Material provided:
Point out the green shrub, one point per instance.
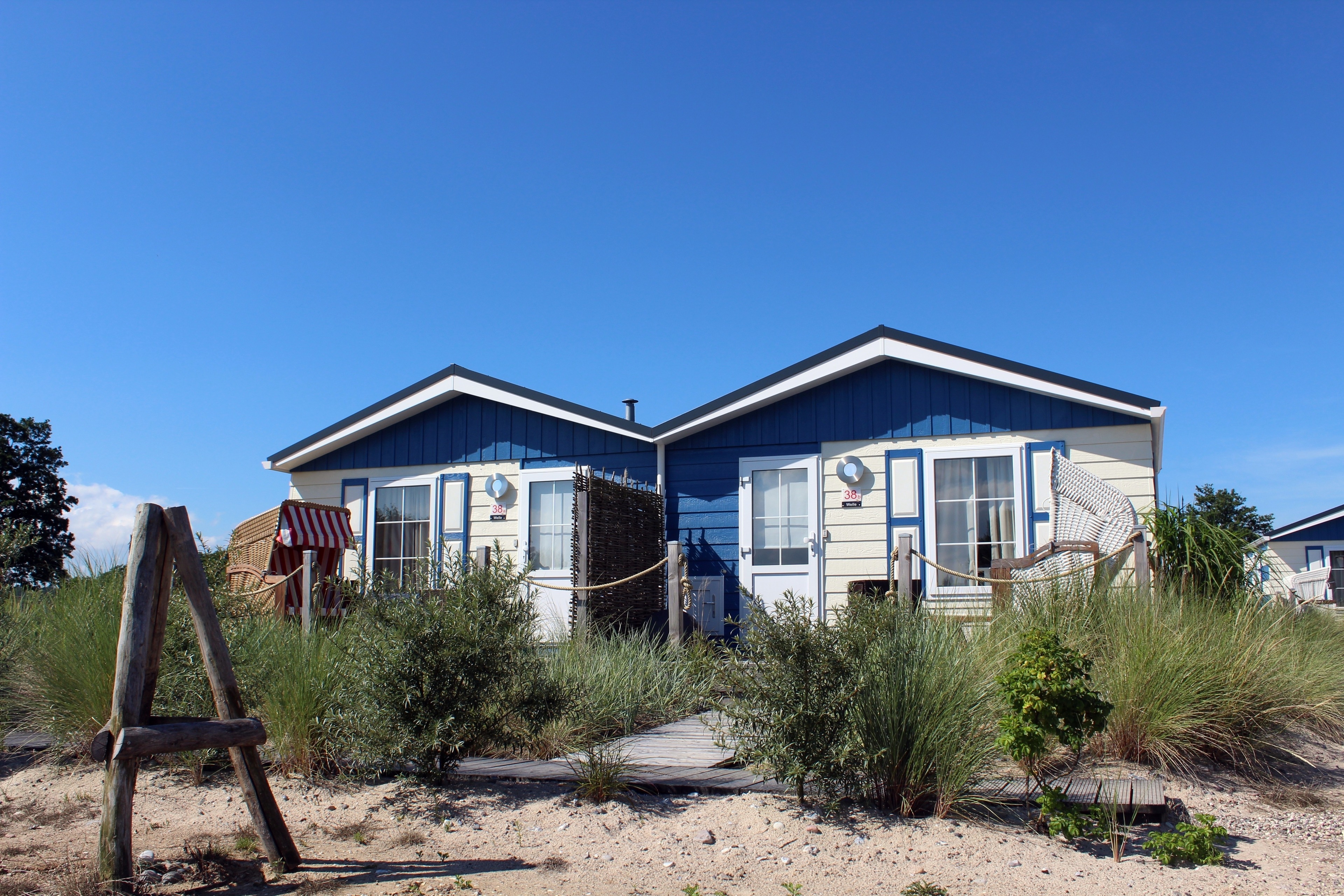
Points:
(68, 657)
(1197, 556)
(792, 683)
(1193, 679)
(429, 673)
(1189, 843)
(923, 715)
(1046, 690)
(620, 684)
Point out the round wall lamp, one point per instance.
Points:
(850, 469)
(496, 485)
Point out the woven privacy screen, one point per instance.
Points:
(625, 535)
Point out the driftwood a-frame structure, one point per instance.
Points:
(160, 540)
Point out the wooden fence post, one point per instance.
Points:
(214, 656)
(306, 609)
(581, 575)
(674, 574)
(144, 604)
(1143, 574)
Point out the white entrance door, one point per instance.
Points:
(779, 527)
(546, 526)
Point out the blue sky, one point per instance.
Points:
(225, 226)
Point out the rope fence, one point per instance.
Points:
(891, 588)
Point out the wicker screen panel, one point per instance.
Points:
(625, 535)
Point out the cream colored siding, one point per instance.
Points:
(480, 530)
(858, 546)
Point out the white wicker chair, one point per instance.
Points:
(1084, 508)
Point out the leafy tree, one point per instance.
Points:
(1046, 688)
(34, 496)
(1227, 510)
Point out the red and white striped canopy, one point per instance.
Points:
(307, 527)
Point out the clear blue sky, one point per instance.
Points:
(225, 226)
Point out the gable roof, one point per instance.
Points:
(436, 389)
(1326, 516)
(882, 343)
(869, 348)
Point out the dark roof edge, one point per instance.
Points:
(638, 430)
(910, 339)
(1311, 519)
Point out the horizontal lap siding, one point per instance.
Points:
(474, 430)
(858, 547)
(704, 508)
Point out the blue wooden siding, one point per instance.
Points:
(894, 399)
(470, 429)
(1328, 531)
(704, 508)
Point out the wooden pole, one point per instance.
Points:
(147, 567)
(905, 567)
(674, 574)
(178, 737)
(581, 575)
(306, 610)
(1143, 574)
(214, 655)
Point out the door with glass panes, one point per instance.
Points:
(779, 527)
(546, 528)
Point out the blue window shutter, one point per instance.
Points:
(1038, 488)
(454, 514)
(906, 502)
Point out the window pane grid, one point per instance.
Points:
(975, 515)
(550, 524)
(779, 518)
(401, 531)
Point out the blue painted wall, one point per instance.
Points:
(888, 401)
(470, 429)
(1328, 531)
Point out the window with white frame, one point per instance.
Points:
(780, 518)
(550, 524)
(976, 515)
(401, 531)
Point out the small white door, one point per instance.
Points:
(779, 527)
(546, 530)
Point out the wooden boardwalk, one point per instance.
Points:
(682, 758)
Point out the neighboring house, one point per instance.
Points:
(1306, 559)
(953, 448)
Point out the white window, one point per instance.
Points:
(780, 518)
(550, 524)
(976, 514)
(401, 531)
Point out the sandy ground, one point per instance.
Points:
(534, 839)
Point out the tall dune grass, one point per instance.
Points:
(1195, 679)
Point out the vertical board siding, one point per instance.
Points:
(704, 508)
(894, 399)
(476, 430)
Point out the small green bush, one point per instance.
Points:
(1197, 844)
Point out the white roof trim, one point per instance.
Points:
(430, 396)
(1306, 524)
(883, 348)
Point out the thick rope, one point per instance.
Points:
(598, 588)
(273, 585)
(1034, 581)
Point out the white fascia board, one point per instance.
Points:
(881, 350)
(1283, 537)
(430, 396)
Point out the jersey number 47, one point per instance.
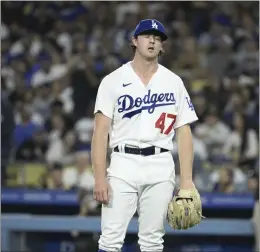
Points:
(160, 123)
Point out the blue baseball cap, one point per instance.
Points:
(151, 25)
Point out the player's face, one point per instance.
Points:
(148, 45)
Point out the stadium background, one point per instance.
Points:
(53, 57)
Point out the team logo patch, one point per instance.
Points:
(149, 102)
(191, 107)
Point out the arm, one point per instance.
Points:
(185, 150)
(99, 145)
(98, 154)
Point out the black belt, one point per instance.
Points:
(143, 151)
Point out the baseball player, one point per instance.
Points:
(140, 106)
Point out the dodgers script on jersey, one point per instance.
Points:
(142, 115)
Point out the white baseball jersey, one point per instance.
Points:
(144, 116)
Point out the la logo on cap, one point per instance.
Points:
(154, 25)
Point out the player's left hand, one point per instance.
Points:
(185, 209)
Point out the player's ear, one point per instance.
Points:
(134, 41)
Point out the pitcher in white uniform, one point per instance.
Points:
(140, 106)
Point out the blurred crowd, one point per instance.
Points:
(54, 55)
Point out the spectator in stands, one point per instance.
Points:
(242, 144)
(226, 177)
(213, 132)
(56, 148)
(53, 179)
(7, 128)
(81, 174)
(225, 183)
(33, 149)
(24, 130)
(253, 184)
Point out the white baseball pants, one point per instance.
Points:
(150, 197)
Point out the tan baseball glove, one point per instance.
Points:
(185, 209)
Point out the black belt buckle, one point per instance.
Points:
(147, 151)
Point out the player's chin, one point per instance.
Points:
(151, 55)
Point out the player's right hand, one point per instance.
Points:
(102, 191)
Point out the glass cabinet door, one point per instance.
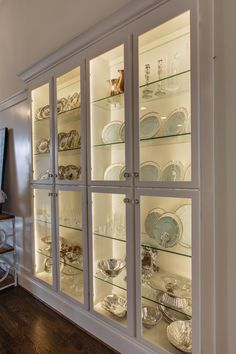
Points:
(70, 243)
(166, 272)
(164, 108)
(107, 116)
(43, 240)
(69, 126)
(109, 256)
(41, 137)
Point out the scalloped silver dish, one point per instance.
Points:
(179, 334)
(42, 146)
(150, 316)
(116, 305)
(111, 267)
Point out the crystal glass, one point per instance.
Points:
(165, 103)
(43, 235)
(107, 115)
(165, 269)
(71, 244)
(109, 256)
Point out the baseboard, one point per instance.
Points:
(84, 319)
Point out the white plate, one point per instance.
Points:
(173, 171)
(185, 214)
(149, 125)
(151, 221)
(176, 122)
(113, 172)
(150, 171)
(111, 132)
(168, 230)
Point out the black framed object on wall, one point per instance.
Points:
(3, 145)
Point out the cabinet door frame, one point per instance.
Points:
(37, 84)
(195, 260)
(131, 293)
(77, 62)
(146, 23)
(99, 48)
(83, 191)
(53, 234)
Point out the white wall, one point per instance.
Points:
(31, 29)
(225, 173)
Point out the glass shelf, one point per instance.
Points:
(110, 237)
(154, 140)
(177, 249)
(72, 265)
(155, 297)
(59, 151)
(183, 87)
(165, 78)
(110, 103)
(60, 225)
(10, 280)
(159, 284)
(70, 114)
(44, 252)
(118, 281)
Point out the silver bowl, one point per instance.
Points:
(150, 316)
(115, 304)
(111, 267)
(179, 334)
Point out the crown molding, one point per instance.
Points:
(117, 20)
(13, 100)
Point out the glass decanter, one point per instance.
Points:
(147, 92)
(160, 91)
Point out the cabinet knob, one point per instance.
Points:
(126, 174)
(135, 201)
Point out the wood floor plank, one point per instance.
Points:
(27, 326)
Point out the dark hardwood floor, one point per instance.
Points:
(27, 326)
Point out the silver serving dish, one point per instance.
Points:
(171, 315)
(111, 267)
(173, 301)
(150, 316)
(179, 334)
(115, 304)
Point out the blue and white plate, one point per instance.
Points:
(150, 171)
(149, 125)
(152, 220)
(111, 132)
(176, 122)
(168, 230)
(113, 172)
(173, 171)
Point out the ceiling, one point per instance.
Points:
(31, 29)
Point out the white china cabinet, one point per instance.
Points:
(115, 182)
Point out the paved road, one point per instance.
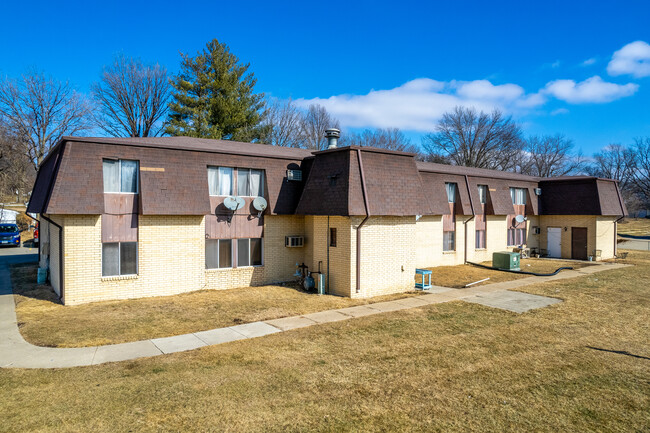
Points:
(635, 244)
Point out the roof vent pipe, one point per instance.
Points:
(332, 135)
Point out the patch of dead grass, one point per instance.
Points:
(43, 321)
(453, 367)
(634, 227)
(461, 275)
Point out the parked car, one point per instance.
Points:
(9, 235)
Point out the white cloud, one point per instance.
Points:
(418, 104)
(591, 90)
(633, 59)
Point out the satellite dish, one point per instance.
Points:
(259, 203)
(230, 203)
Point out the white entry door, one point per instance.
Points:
(554, 245)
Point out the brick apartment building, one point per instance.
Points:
(133, 217)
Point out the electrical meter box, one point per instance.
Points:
(506, 260)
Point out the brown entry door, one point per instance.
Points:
(579, 243)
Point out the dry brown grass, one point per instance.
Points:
(459, 276)
(579, 366)
(45, 322)
(634, 227)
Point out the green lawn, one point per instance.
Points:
(578, 366)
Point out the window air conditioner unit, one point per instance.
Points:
(294, 241)
(295, 175)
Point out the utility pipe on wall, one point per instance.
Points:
(365, 203)
(471, 205)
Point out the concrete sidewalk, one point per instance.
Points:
(15, 352)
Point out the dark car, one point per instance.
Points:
(9, 235)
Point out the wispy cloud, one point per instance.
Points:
(589, 62)
(591, 90)
(633, 59)
(418, 104)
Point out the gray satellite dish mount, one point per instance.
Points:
(260, 205)
(233, 204)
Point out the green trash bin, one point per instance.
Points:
(506, 260)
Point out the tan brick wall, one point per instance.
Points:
(171, 259)
(600, 232)
(340, 257)
(388, 256)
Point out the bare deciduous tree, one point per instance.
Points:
(313, 124)
(642, 173)
(40, 110)
(616, 162)
(476, 139)
(132, 98)
(384, 138)
(550, 155)
(16, 171)
(283, 122)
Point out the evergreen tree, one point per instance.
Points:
(214, 97)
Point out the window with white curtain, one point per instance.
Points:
(249, 252)
(218, 253)
(120, 176)
(220, 180)
(482, 194)
(119, 258)
(451, 192)
(448, 241)
(518, 196)
(250, 183)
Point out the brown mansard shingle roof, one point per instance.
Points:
(70, 180)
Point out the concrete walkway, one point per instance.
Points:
(15, 352)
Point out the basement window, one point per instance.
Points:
(218, 253)
(220, 180)
(119, 258)
(120, 176)
(249, 252)
(448, 241)
(516, 237)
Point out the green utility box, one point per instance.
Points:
(506, 260)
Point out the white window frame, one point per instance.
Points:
(250, 257)
(232, 256)
(484, 247)
(119, 259)
(455, 191)
(249, 171)
(119, 175)
(232, 181)
(443, 241)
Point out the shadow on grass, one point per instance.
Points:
(620, 352)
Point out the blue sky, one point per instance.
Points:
(401, 64)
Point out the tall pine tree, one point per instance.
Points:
(214, 97)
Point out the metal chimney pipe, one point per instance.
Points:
(332, 135)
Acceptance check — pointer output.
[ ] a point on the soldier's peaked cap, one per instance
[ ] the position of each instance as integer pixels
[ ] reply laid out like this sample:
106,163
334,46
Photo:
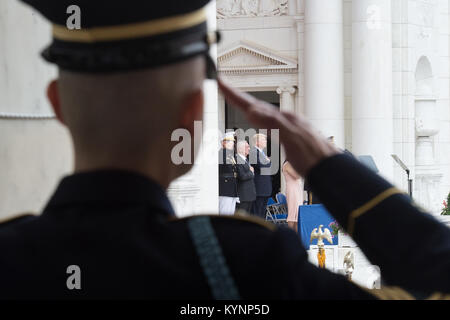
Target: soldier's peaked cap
111,36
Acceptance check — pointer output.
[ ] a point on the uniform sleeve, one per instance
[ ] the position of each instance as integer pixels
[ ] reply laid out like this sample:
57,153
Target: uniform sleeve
411,247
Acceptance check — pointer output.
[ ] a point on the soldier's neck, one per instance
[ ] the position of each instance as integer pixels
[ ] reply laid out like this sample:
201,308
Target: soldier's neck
157,169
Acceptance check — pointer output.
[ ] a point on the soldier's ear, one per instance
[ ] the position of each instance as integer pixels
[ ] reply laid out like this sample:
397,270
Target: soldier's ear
192,110
53,97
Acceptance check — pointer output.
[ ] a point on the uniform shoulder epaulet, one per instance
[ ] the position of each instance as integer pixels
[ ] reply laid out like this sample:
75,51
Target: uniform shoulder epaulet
239,216
15,218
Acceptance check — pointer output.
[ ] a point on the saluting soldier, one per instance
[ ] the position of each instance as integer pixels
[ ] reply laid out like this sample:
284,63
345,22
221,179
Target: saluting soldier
228,192
126,80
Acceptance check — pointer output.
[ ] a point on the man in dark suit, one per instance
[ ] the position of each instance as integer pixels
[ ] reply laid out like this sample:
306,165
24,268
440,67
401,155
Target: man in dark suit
109,230
245,178
263,181
228,191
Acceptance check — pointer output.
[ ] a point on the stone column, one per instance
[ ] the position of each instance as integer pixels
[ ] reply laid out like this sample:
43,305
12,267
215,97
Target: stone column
287,103
324,67
287,98
292,7
427,175
372,114
198,191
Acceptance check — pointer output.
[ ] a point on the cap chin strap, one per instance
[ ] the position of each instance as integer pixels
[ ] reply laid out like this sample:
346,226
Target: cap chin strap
132,30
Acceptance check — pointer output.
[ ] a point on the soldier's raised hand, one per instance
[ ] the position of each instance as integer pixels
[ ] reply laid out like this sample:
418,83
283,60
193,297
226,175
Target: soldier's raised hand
303,145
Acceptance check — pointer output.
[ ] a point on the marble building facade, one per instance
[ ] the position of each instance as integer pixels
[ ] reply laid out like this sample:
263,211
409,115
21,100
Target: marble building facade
372,73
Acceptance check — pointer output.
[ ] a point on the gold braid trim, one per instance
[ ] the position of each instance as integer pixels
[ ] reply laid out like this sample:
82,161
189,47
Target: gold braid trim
242,216
132,30
370,205
396,293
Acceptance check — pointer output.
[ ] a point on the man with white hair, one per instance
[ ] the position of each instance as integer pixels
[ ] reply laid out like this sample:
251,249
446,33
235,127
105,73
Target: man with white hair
245,178
228,194
126,80
263,181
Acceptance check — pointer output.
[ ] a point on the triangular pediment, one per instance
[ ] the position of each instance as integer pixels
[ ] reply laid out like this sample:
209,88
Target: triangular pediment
245,56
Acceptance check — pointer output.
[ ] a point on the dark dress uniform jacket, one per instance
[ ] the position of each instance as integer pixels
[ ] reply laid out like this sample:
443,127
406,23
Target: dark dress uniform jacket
227,174
263,183
119,228
245,180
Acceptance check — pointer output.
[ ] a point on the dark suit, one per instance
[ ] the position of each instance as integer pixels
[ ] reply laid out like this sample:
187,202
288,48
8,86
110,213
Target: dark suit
227,174
263,183
119,228
245,184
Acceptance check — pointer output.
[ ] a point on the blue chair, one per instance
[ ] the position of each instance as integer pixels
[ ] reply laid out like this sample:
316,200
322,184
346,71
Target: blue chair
275,212
281,198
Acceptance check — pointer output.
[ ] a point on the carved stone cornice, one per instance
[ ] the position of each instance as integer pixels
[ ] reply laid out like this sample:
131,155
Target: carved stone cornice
246,57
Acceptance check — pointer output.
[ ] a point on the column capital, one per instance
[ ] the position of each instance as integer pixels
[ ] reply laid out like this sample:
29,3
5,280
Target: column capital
289,89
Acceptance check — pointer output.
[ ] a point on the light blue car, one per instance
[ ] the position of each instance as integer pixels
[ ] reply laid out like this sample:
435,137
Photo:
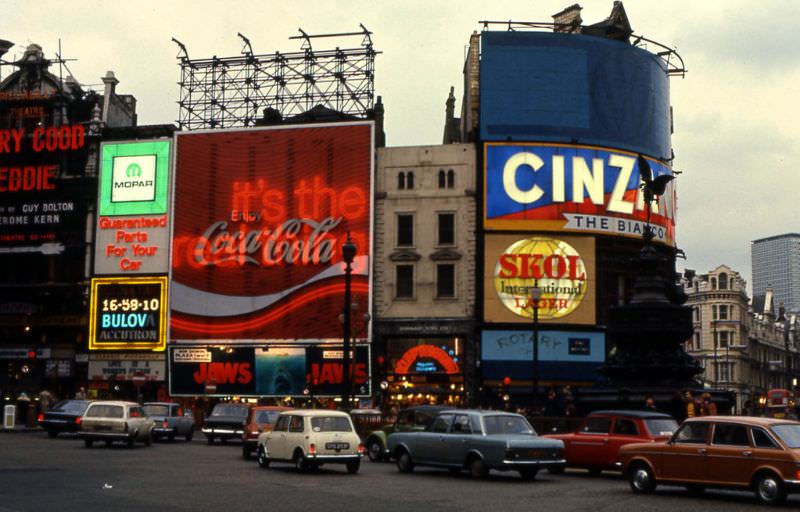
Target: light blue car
477,441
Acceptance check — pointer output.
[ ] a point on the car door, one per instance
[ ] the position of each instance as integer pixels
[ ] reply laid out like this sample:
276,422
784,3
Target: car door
277,439
624,431
431,444
458,440
589,447
685,456
730,456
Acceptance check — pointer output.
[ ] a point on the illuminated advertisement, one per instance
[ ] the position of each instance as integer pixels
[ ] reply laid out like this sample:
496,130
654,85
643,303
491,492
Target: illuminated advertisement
42,205
128,313
134,178
547,187
563,355
555,87
260,219
562,268
277,371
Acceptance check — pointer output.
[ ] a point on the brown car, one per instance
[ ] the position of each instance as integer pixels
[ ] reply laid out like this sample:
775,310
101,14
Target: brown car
762,454
261,419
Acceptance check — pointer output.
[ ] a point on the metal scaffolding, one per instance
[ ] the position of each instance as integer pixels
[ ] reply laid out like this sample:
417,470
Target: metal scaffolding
239,91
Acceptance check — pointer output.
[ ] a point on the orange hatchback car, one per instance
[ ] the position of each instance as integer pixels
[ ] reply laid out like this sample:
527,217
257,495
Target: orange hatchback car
762,454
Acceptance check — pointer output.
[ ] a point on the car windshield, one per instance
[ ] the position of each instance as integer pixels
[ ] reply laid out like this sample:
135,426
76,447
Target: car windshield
661,426
507,424
156,410
789,434
229,410
330,424
266,417
71,406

What to work on: Using the data above, return the lines from the one holding "Point out the silver bowl, one" through the one holding "Point out the parked" exactly, but not the pictures.

Expected output:
Point out the silver bowl, one point per instance.
Points:
(150, 316)
(115, 304)
(111, 267)
(179, 334)
Point out the crown molding, one point per instance.
Points:
(117, 20)
(13, 100)
Point out the glass decanter, one point per instance.
Points:
(147, 92)
(160, 91)
Point out the cabinet knob, one point per instance.
Points:
(126, 174)
(135, 201)
Point out the wood floor plank, one point per instance.
Points:
(27, 326)
Point out the dark hardwood floor, one point per instance.
Points:
(27, 326)
Point out the silver serving dish, one point per instance.
Points:
(171, 315)
(111, 267)
(173, 301)
(150, 316)
(179, 334)
(115, 304)
Point out the blue and white plate, one point per instance.
Points:
(150, 171)
(149, 125)
(152, 220)
(111, 132)
(176, 122)
(168, 230)
(113, 172)
(173, 171)
Point out the ceiling, one point per instance.
Points:
(31, 29)
Point out the white china cabinet, one point per instance.
Points:
(115, 182)
Point out the paved road, one point per instance.
Points:
(635, 244)
Point out the roof vent pipe, one point per instance.
Points:
(332, 135)
Point out the patch of dead grass, one point per instance.
Points:
(43, 321)
(453, 367)
(634, 227)
(461, 275)
Point out the parked car, one point per instance.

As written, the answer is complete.